**Stated problem**
Rewrite the data from its beginning through the line containing "131 137 L 131", inclusive, replacing "dark sedan wheel" with "black sedan wheel" and changing nothing else. Leave the pictures out of the answer.

(Items from a dataset)
********

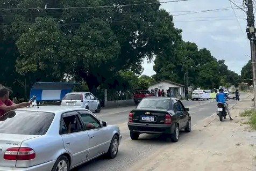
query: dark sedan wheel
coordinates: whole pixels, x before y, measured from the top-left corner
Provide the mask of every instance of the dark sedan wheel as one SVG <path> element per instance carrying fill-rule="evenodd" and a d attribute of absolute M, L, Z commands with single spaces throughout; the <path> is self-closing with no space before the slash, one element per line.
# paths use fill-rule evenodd
<path fill-rule="evenodd" d="M 185 132 L 190 132 L 191 131 L 191 119 L 188 121 L 187 126 L 185 128 Z"/>
<path fill-rule="evenodd" d="M 176 143 L 179 140 L 179 126 L 176 125 L 175 129 L 174 129 L 174 132 L 172 134 L 170 137 L 170 140 L 172 142 Z"/>
<path fill-rule="evenodd" d="M 100 113 L 101 110 L 101 105 L 98 105 L 98 107 L 97 108 L 97 110 L 95 110 L 96 113 Z"/>
<path fill-rule="evenodd" d="M 111 143 L 109 146 L 109 151 L 107 153 L 107 156 L 111 158 L 115 158 L 118 152 L 119 148 L 119 138 L 117 135 L 115 135 L 112 138 Z"/>
<path fill-rule="evenodd" d="M 52 171 L 69 171 L 69 162 L 65 155 L 61 155 L 57 159 Z"/>
<path fill-rule="evenodd" d="M 131 137 L 131 138 L 132 139 L 137 140 L 138 139 L 139 139 L 139 133 L 130 131 L 130 136 Z"/>

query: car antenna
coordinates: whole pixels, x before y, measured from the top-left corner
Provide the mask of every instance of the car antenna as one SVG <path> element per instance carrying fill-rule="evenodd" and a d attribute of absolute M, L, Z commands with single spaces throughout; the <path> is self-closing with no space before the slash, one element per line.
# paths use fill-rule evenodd
<path fill-rule="evenodd" d="M 32 105 L 32 107 L 34 107 L 34 106 L 37 106 L 37 108 L 39 108 L 39 106 L 38 106 L 38 104 L 37 103 L 37 100 L 35 100 L 37 99 L 37 96 L 35 95 L 33 95 L 32 98 L 30 100 L 30 102 L 35 102 L 36 105 Z"/>

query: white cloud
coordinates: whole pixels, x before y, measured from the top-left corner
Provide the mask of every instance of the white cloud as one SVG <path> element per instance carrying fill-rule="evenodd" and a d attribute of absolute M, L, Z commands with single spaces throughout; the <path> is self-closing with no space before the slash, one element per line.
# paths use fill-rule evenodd
<path fill-rule="evenodd" d="M 165 4 L 161 7 L 176 14 L 175 11 L 178 11 L 205 10 L 230 6 L 228 1 L 190 0 Z M 238 21 L 232 10 L 174 16 L 174 20 L 175 27 L 182 29 L 184 41 L 194 42 L 200 48 L 207 48 L 218 60 L 225 60 L 230 70 L 240 73 L 242 67 L 248 62 L 244 54 L 250 54 L 250 48 L 245 33 L 245 14 L 239 9 L 234 10 L 234 12 Z M 219 20 L 223 19 L 225 20 Z M 182 21 L 195 20 L 209 21 Z M 144 73 L 153 75 L 153 63 L 144 63 Z"/>

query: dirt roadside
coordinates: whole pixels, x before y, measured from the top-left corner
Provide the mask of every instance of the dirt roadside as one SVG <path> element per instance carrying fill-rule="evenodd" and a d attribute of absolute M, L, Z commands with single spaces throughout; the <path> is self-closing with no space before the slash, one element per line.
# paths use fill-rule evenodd
<path fill-rule="evenodd" d="M 179 142 L 163 145 L 129 170 L 256 170 L 256 132 L 239 116 L 252 108 L 249 95 L 231 108 L 234 121 L 208 117 L 190 133 L 181 133 Z"/>

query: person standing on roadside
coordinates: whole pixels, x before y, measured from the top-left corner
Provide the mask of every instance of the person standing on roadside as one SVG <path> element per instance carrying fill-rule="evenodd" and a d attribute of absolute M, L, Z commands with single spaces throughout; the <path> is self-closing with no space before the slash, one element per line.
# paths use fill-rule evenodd
<path fill-rule="evenodd" d="M 0 117 L 10 110 L 27 107 L 32 103 L 32 102 L 24 102 L 19 104 L 13 103 L 9 99 L 10 92 L 10 90 L 5 87 L 0 89 Z"/>
<path fill-rule="evenodd" d="M 154 92 L 154 96 L 158 96 L 158 91 L 155 90 Z"/>
<path fill-rule="evenodd" d="M 162 96 L 162 92 L 161 92 L 161 90 L 158 90 L 158 96 Z"/>
<path fill-rule="evenodd" d="M 238 91 L 238 90 L 237 89 L 234 93 L 236 94 L 236 99 L 237 100 L 237 101 L 239 101 L 240 93 Z"/>

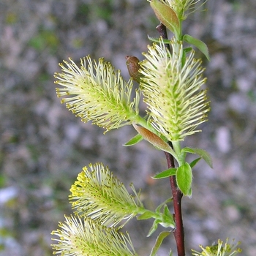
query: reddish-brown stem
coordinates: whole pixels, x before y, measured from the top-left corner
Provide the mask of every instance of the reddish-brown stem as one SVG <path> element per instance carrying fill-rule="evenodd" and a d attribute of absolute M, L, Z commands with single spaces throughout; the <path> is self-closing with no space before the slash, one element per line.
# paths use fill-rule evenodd
<path fill-rule="evenodd" d="M 166 27 L 162 23 L 157 26 L 157 30 L 163 39 L 168 39 Z M 170 51 L 170 45 L 166 45 Z M 170 143 L 171 145 L 171 143 Z M 174 167 L 174 158 L 167 152 L 165 152 L 168 168 Z M 183 194 L 178 189 L 175 176 L 170 176 L 170 184 L 173 194 L 173 208 L 174 208 L 174 220 L 176 227 L 173 231 L 174 238 L 176 242 L 178 256 L 185 256 L 185 243 L 184 243 L 184 231 L 183 227 L 182 212 L 181 212 L 181 199 Z"/>
<path fill-rule="evenodd" d="M 174 167 L 173 157 L 167 152 L 165 152 L 168 168 Z M 176 176 L 170 176 L 170 184 L 173 194 L 174 220 L 176 227 L 173 231 L 174 238 L 176 241 L 178 256 L 185 255 L 184 231 L 183 227 L 182 212 L 181 212 L 181 199 L 183 194 L 178 189 L 176 184 Z"/>

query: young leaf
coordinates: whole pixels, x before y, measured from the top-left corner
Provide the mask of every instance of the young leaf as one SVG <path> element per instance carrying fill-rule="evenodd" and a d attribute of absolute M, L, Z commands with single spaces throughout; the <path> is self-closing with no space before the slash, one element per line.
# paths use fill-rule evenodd
<path fill-rule="evenodd" d="M 123 146 L 125 147 L 129 147 L 130 146 L 133 146 L 133 145 L 138 143 L 143 139 L 143 138 L 138 133 L 137 135 L 132 138 L 129 141 L 127 141 Z"/>
<path fill-rule="evenodd" d="M 196 159 L 191 162 L 191 163 L 189 164 L 190 167 L 192 168 L 201 159 L 201 158 L 202 157 L 198 157 Z"/>
<path fill-rule="evenodd" d="M 150 236 L 151 236 L 151 235 L 153 234 L 153 233 L 154 233 L 154 231 L 157 230 L 157 225 L 158 225 L 158 224 L 159 224 L 159 222 L 161 222 L 161 220 L 159 220 L 159 219 L 155 219 L 155 220 L 154 221 L 154 223 L 153 223 L 153 225 L 152 225 L 152 227 L 151 227 L 151 228 L 150 229 L 150 230 L 149 230 L 149 232 L 148 232 L 148 235 L 147 235 L 147 237 L 149 237 Z"/>
<path fill-rule="evenodd" d="M 169 168 L 167 170 L 163 170 L 162 172 L 157 173 L 154 176 L 153 176 L 153 178 L 168 178 L 171 176 L 176 174 L 176 170 L 177 168 Z"/>
<path fill-rule="evenodd" d="M 192 36 L 189 36 L 189 34 L 184 34 L 183 36 L 183 40 L 197 48 L 206 56 L 207 59 L 210 61 L 208 47 L 203 42 Z"/>
<path fill-rule="evenodd" d="M 210 166 L 211 168 L 213 167 L 211 157 L 206 150 L 203 150 L 201 148 L 192 148 L 186 147 L 182 148 L 181 151 L 198 154 L 200 157 L 202 157 L 206 161 L 206 162 L 208 164 L 208 165 Z"/>
<path fill-rule="evenodd" d="M 177 37 L 179 36 L 180 23 L 176 13 L 172 8 L 158 0 L 150 2 L 157 18 Z"/>
<path fill-rule="evenodd" d="M 191 194 L 192 172 L 189 163 L 185 162 L 184 165 L 177 168 L 176 181 L 178 188 L 184 195 Z"/>
<path fill-rule="evenodd" d="M 151 252 L 150 254 L 150 256 L 155 256 L 157 255 L 157 252 L 158 251 L 158 249 L 159 249 L 162 241 L 170 234 L 170 231 L 162 231 L 159 233 L 159 235 L 158 236 L 157 240 L 156 240 L 156 243 L 154 246 L 154 247 L 152 248 Z"/>
<path fill-rule="evenodd" d="M 140 216 L 138 216 L 137 217 L 137 219 L 138 219 L 138 220 L 148 219 L 152 218 L 154 215 L 155 215 L 155 214 L 154 212 L 152 213 L 150 211 L 146 211 Z"/>
<path fill-rule="evenodd" d="M 168 143 L 162 140 L 160 137 L 143 127 L 139 127 L 135 124 L 132 124 L 132 125 L 136 131 L 141 135 L 145 140 L 148 140 L 157 148 L 166 152 L 170 152 L 170 151 L 172 151 L 172 148 L 168 145 Z"/>

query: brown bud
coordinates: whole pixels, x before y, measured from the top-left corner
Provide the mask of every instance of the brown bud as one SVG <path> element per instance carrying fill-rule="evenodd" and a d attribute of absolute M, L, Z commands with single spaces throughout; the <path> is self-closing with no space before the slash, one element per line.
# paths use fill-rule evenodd
<path fill-rule="evenodd" d="M 127 65 L 130 77 L 136 82 L 140 83 L 143 75 L 139 72 L 140 68 L 140 60 L 135 57 L 128 55 L 125 57 L 127 59 Z"/>

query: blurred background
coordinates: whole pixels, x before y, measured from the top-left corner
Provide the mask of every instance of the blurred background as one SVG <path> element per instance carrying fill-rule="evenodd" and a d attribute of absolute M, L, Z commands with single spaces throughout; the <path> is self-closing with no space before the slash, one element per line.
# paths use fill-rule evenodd
<path fill-rule="evenodd" d="M 256 255 L 256 1 L 208 1 L 191 15 L 184 33 L 206 42 L 203 56 L 211 102 L 203 132 L 184 145 L 207 150 L 214 169 L 194 170 L 193 196 L 184 198 L 187 255 L 218 238 L 241 241 L 241 255 Z M 0 255 L 51 255 L 50 232 L 69 214 L 69 188 L 89 163 L 108 165 L 126 185 L 142 189 L 153 209 L 170 196 L 165 155 L 146 142 L 124 148 L 135 135 L 125 127 L 103 135 L 56 98 L 53 73 L 71 57 L 105 57 L 129 79 L 125 56 L 142 59 L 158 21 L 146 0 L 1 0 Z M 171 37 L 171 34 L 170 35 Z M 192 158 L 191 158 L 192 159 Z M 171 211 L 173 211 L 171 209 Z M 127 225 L 140 255 L 148 255 L 152 223 Z M 159 255 L 176 252 L 173 236 Z M 176 254 L 174 253 L 174 255 Z"/>

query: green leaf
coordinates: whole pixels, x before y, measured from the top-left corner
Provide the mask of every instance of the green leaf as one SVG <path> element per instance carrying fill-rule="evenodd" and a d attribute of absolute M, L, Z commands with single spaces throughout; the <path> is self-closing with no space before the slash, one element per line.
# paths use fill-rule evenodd
<path fill-rule="evenodd" d="M 202 157 L 198 157 L 196 159 L 191 162 L 189 164 L 190 167 L 192 168 L 201 159 Z"/>
<path fill-rule="evenodd" d="M 155 256 L 158 249 L 159 249 L 163 240 L 170 234 L 170 231 L 162 231 L 158 236 L 156 243 L 154 244 L 154 247 L 152 248 L 150 256 Z"/>
<path fill-rule="evenodd" d="M 142 137 L 142 135 L 140 135 L 138 133 L 136 136 L 132 138 L 129 141 L 127 141 L 123 146 L 125 146 L 125 147 L 129 147 L 130 146 L 133 146 L 133 145 L 135 145 L 135 144 L 138 143 L 143 139 L 143 138 Z"/>
<path fill-rule="evenodd" d="M 158 224 L 159 224 L 159 222 L 161 222 L 161 220 L 159 220 L 159 219 L 155 219 L 155 220 L 154 220 L 154 223 L 153 223 L 153 225 L 152 225 L 152 227 L 151 227 L 151 228 L 150 229 L 150 230 L 149 230 L 149 232 L 148 232 L 148 235 L 147 235 L 147 237 L 151 236 L 151 235 L 153 234 L 153 233 L 154 233 L 154 231 L 157 230 L 157 225 L 158 225 Z"/>
<path fill-rule="evenodd" d="M 213 167 L 211 157 L 206 150 L 203 150 L 201 148 L 192 148 L 186 147 L 182 148 L 181 151 L 198 154 L 206 161 L 206 162 L 208 164 L 208 165 L 210 166 L 211 168 Z"/>
<path fill-rule="evenodd" d="M 203 41 L 189 36 L 189 34 L 184 34 L 183 36 L 183 40 L 197 47 L 206 56 L 207 59 L 210 61 L 208 47 Z"/>
<path fill-rule="evenodd" d="M 173 10 L 159 0 L 151 0 L 150 5 L 158 20 L 178 38 L 180 23 L 178 18 Z"/>
<path fill-rule="evenodd" d="M 176 170 L 177 168 L 169 168 L 167 170 L 163 170 L 162 172 L 157 173 L 154 176 L 153 176 L 153 178 L 168 178 L 170 176 L 172 176 L 173 175 L 176 174 Z"/>
<path fill-rule="evenodd" d="M 152 218 L 155 216 L 154 212 L 151 212 L 150 211 L 146 211 L 143 214 L 142 214 L 140 216 L 138 216 L 137 217 L 137 219 L 141 220 L 141 219 L 148 219 L 150 218 Z"/>
<path fill-rule="evenodd" d="M 191 167 L 187 162 L 178 167 L 176 172 L 177 185 L 184 195 L 191 194 L 191 184 L 192 181 L 192 172 Z"/>

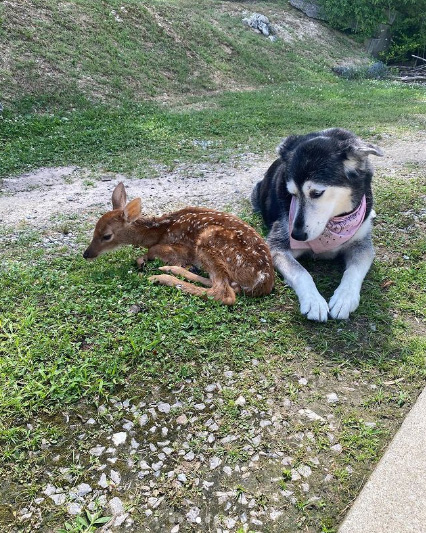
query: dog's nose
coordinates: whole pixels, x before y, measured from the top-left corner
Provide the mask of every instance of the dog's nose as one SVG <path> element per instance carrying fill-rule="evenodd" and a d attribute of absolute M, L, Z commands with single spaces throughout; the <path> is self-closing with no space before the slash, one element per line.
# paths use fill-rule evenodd
<path fill-rule="evenodd" d="M 293 231 L 291 232 L 291 236 L 296 241 L 306 241 L 308 239 L 308 234 L 306 233 L 306 231 L 303 231 L 303 229 L 293 228 Z"/>

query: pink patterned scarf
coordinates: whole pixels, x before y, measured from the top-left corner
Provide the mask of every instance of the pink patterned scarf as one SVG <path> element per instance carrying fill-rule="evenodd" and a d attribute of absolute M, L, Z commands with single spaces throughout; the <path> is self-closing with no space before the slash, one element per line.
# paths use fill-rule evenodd
<path fill-rule="evenodd" d="M 290 204 L 289 228 L 290 235 L 293 230 L 294 215 L 296 213 L 297 199 L 293 196 Z M 315 254 L 334 250 L 338 246 L 348 241 L 361 227 L 364 222 L 367 200 L 362 197 L 360 205 L 342 217 L 331 218 L 324 231 L 319 237 L 312 241 L 297 241 L 290 236 L 290 248 L 292 250 L 312 250 Z"/>

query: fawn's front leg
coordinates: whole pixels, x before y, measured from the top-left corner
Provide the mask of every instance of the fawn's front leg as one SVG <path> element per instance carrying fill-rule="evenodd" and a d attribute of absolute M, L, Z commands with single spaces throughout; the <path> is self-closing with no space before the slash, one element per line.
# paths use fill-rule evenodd
<path fill-rule="evenodd" d="M 155 244 L 148 248 L 148 252 L 139 257 L 136 260 L 136 264 L 139 268 L 142 268 L 147 261 L 152 261 L 153 259 L 161 259 L 169 265 L 188 265 L 192 264 L 193 257 L 189 248 L 182 244 Z"/>

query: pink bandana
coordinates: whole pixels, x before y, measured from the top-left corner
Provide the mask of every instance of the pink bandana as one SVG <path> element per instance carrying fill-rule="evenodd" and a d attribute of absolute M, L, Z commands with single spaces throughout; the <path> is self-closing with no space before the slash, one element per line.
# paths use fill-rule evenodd
<path fill-rule="evenodd" d="M 293 196 L 291 198 L 290 213 L 289 213 L 289 228 L 290 235 L 293 230 L 294 215 L 296 213 L 297 199 Z M 319 237 L 312 241 L 297 241 L 290 236 L 290 248 L 292 250 L 312 250 L 315 254 L 322 252 L 329 252 L 338 246 L 348 241 L 361 227 L 364 222 L 367 201 L 365 195 L 362 197 L 360 205 L 342 217 L 331 218 L 325 230 Z"/>

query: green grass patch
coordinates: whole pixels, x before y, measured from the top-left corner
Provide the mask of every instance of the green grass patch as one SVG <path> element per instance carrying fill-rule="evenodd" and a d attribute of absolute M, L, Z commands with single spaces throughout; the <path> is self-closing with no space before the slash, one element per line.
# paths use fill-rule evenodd
<path fill-rule="evenodd" d="M 200 102 L 200 98 L 193 98 Z M 0 176 L 40 166 L 78 165 L 152 175 L 154 165 L 217 162 L 272 150 L 280 139 L 339 125 L 361 136 L 389 123 L 419 124 L 424 93 L 390 82 L 288 83 L 212 97 L 207 109 L 155 104 L 14 113 L 0 119 Z M 355 105 L 356 102 L 356 105 Z"/>

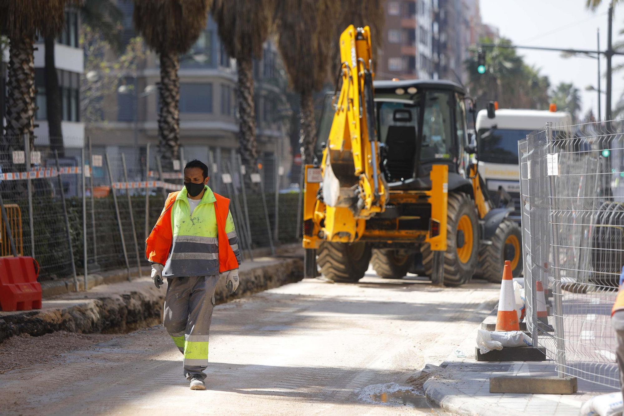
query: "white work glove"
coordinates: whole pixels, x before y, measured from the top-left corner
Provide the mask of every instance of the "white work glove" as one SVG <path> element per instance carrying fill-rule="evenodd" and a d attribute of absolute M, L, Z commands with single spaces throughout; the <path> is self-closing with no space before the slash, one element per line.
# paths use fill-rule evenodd
<path fill-rule="evenodd" d="M 224 273 L 225 274 L 225 273 Z M 238 269 L 230 270 L 225 276 L 225 287 L 232 294 L 238 287 Z"/>
<path fill-rule="evenodd" d="M 154 281 L 154 286 L 157 289 L 160 288 L 161 284 L 164 284 L 162 281 L 162 269 L 164 266 L 158 263 L 152 263 L 152 280 Z"/>

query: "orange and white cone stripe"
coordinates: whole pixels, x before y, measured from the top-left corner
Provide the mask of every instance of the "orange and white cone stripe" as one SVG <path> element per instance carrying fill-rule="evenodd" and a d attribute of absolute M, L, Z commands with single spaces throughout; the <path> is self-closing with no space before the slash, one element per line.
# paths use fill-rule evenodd
<path fill-rule="evenodd" d="M 496 317 L 496 331 L 520 331 L 518 312 L 515 310 L 514 294 L 514 279 L 511 274 L 511 263 L 505 261 L 503 279 L 500 282 L 500 297 L 499 299 L 499 313 Z"/>
<path fill-rule="evenodd" d="M 537 320 L 548 324 L 548 310 L 546 309 L 546 296 L 542 282 L 535 282 L 535 314 Z"/>

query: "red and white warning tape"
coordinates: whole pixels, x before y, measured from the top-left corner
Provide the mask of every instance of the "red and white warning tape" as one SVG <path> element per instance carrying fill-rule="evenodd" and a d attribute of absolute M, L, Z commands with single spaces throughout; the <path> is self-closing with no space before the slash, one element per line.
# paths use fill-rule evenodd
<path fill-rule="evenodd" d="M 80 175 L 82 173 L 80 167 L 64 167 L 61 170 L 56 168 L 39 169 L 31 170 L 29 172 L 7 172 L 0 173 L 0 180 L 20 180 L 23 179 L 39 179 L 41 178 L 56 178 L 61 175 Z M 145 188 L 163 188 L 170 191 L 179 191 L 182 185 L 177 183 L 169 183 L 164 181 L 142 181 L 138 182 L 114 182 L 113 188 L 115 189 L 139 189 Z"/>
<path fill-rule="evenodd" d="M 170 191 L 179 191 L 182 186 L 163 181 L 142 181 L 140 182 L 114 182 L 115 189 L 139 189 L 145 188 L 163 188 Z"/>
<path fill-rule="evenodd" d="M 155 170 L 150 171 L 150 178 L 160 178 L 160 174 Z M 183 179 L 184 175 L 182 172 L 163 172 L 163 179 Z"/>

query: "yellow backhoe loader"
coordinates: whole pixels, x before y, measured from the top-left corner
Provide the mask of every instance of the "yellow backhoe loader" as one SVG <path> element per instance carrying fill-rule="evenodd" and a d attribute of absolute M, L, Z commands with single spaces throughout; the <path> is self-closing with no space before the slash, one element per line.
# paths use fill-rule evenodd
<path fill-rule="evenodd" d="M 469 143 L 459 85 L 376 81 L 368 27 L 339 39 L 336 91 L 326 97 L 314 163 L 305 166 L 306 277 L 356 282 L 372 263 L 383 278 L 415 264 L 434 283 L 475 273 L 500 281 L 504 261 L 522 271 L 518 226 L 492 207 Z M 504 193 L 504 191 L 502 191 Z"/>

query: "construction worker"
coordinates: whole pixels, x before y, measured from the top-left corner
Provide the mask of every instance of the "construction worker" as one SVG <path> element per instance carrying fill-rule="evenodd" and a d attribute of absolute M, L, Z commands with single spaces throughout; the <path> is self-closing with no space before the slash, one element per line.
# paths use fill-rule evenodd
<path fill-rule="evenodd" d="M 232 293 L 238 287 L 240 252 L 230 200 L 208 183 L 208 167 L 192 160 L 184 188 L 169 194 L 147 240 L 157 288 L 167 278 L 163 324 L 184 354 L 184 375 L 192 390 L 205 390 L 208 337 L 215 288 L 225 276 Z"/>

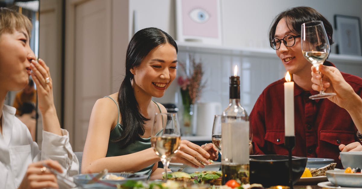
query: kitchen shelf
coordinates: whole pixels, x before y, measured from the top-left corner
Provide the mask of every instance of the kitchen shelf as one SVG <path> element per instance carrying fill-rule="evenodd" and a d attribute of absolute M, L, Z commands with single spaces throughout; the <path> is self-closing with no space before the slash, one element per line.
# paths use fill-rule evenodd
<path fill-rule="evenodd" d="M 181 140 L 186 140 L 189 141 L 211 141 L 211 136 L 181 136 Z"/>
<path fill-rule="evenodd" d="M 179 51 L 225 55 L 240 55 L 246 57 L 272 58 L 278 59 L 275 50 L 271 48 L 247 48 L 205 44 L 197 42 L 177 41 Z M 362 64 L 362 56 L 331 53 L 328 59 L 332 62 Z"/>

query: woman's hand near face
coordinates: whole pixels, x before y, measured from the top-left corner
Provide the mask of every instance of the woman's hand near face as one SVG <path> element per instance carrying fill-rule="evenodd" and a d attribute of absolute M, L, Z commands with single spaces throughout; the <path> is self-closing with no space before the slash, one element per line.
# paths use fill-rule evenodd
<path fill-rule="evenodd" d="M 42 113 L 44 130 L 62 135 L 53 98 L 53 84 L 49 67 L 44 60 L 31 60 L 31 77 L 37 85 L 39 109 Z"/>
<path fill-rule="evenodd" d="M 55 161 L 48 160 L 33 163 L 28 167 L 18 188 L 59 188 L 56 176 L 47 169 L 44 165 L 60 173 L 63 172 L 60 165 Z"/>
<path fill-rule="evenodd" d="M 185 140 L 181 140 L 180 148 L 172 158 L 172 162 L 181 163 L 195 167 L 204 167 L 205 166 L 200 162 L 201 161 L 205 164 L 209 164 L 207 160 L 210 154 L 199 145 Z"/>

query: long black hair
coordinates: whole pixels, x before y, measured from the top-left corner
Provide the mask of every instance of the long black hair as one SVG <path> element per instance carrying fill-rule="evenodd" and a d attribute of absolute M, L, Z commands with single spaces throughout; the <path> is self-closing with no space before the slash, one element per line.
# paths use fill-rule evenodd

********

**Written reply**
query: black sedan wheel
coordinates: whole pixels, x before y, measured from the top-left corner
Provide the mask of every instance of the black sedan wheel as one SVG <path> element per instance carrying fill-rule="evenodd" and a d attribute of absolute M, L, Z commands with single spaces throughout; the <path> is self-closing with no space before the slash, one element per line.
# paths use fill-rule evenodd
<path fill-rule="evenodd" d="M 185 132 L 190 132 L 191 131 L 191 119 L 188 121 L 187 126 L 185 128 Z"/>
<path fill-rule="evenodd" d="M 176 143 L 179 140 L 179 126 L 176 125 L 175 129 L 174 129 L 174 132 L 172 134 L 170 137 L 170 140 L 172 142 Z"/>
<path fill-rule="evenodd" d="M 100 113 L 101 110 L 101 105 L 98 105 L 98 107 L 97 108 L 97 110 L 95 110 L 96 113 Z"/>
<path fill-rule="evenodd" d="M 111 143 L 109 146 L 109 151 L 107 153 L 107 156 L 111 158 L 115 158 L 118 152 L 119 148 L 119 138 L 117 135 L 115 135 L 112 138 Z"/>
<path fill-rule="evenodd" d="M 52 171 L 69 171 L 69 162 L 65 155 L 61 155 L 57 159 Z"/>
<path fill-rule="evenodd" d="M 131 137 L 131 138 L 132 139 L 137 140 L 138 139 L 139 139 L 139 133 L 130 131 L 130 136 Z"/>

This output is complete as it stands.